[Named-object pointing records]
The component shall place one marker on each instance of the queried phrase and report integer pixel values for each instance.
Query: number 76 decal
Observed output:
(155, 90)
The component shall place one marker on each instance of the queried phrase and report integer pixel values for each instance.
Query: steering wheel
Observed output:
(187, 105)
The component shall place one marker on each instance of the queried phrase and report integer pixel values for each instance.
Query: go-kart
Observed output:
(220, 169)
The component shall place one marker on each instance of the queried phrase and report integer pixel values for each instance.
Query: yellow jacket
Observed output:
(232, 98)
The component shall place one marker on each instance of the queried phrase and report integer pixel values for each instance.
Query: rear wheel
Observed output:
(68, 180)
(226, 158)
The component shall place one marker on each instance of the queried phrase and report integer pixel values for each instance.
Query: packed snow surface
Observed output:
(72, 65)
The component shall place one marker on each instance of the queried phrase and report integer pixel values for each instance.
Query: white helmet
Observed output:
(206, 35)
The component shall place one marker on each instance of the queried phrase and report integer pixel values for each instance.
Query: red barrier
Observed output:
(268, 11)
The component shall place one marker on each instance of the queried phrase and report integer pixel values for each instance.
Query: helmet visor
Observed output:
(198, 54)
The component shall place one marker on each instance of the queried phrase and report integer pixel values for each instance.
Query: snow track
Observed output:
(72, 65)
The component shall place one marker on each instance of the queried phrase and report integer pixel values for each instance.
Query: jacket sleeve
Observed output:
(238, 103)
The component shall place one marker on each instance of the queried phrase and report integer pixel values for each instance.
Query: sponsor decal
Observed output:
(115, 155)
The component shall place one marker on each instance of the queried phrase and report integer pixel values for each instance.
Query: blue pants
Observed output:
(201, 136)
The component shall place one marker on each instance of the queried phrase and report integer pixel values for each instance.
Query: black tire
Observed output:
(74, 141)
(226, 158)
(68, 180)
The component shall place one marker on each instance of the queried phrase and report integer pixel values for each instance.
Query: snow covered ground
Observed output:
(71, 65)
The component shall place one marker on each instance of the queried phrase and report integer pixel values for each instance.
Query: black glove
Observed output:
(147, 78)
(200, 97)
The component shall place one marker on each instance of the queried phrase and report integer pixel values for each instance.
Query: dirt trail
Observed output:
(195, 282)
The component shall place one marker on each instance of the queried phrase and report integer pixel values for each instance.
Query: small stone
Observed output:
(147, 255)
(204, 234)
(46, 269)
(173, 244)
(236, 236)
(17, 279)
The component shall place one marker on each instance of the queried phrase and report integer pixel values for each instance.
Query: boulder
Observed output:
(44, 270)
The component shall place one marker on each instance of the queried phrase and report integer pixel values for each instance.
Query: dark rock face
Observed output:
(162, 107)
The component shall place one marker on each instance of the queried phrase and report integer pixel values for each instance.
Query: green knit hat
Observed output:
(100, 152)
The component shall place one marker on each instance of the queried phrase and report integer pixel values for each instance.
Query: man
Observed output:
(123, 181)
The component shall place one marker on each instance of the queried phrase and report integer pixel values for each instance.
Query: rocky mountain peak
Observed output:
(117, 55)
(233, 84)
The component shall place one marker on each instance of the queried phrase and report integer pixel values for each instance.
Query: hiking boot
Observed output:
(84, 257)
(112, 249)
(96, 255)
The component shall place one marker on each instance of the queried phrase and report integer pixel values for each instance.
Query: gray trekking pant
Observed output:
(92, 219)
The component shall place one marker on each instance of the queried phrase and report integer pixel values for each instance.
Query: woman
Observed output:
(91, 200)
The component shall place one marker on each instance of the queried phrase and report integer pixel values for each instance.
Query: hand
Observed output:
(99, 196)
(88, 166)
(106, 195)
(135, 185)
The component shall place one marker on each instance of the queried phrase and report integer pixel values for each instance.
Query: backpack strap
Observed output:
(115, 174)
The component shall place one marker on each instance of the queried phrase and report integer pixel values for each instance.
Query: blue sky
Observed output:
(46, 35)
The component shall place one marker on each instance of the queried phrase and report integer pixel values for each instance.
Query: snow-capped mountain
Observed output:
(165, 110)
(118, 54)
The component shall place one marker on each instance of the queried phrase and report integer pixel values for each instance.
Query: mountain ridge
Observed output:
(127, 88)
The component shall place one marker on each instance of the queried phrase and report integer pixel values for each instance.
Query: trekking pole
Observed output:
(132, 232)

= PROBLEM DETAILS =
Return each line of the material that contains the string "snow". Treat case as significant when matching.

= WRITTEN ANSWER =
Query: packed snow surface
Query: snow track
Query: snow covered ground
Query: snow-capped mountain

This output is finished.